[EXERCISE DATA Boundary: Start]

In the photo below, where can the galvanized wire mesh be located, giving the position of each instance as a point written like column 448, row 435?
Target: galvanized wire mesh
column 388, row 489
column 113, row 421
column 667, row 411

[EXERCISE DATA Boundary: End]

◆ **TRY IT**
Each entry above needs to be retyped exactly as it appears.

◆ **OUTPUT**
In the photo below, where can the galvanized wire mesh be located, giving the position of each instance as a point written like column 448, row 435?
Target: galvanized wire mesh
column 388, row 489
column 113, row 421
column 667, row 411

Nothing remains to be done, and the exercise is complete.